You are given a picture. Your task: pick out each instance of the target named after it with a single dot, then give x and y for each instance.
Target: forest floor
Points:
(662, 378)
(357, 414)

·····

Copy the material above, keeping every line exactly as it stands.

RESPONSE BOX:
You are given a picture. Your task: pick out each instance of the target named after it with a single dot, then give x and y for each instance.
Target: forest floor
Points:
(662, 378)
(357, 414)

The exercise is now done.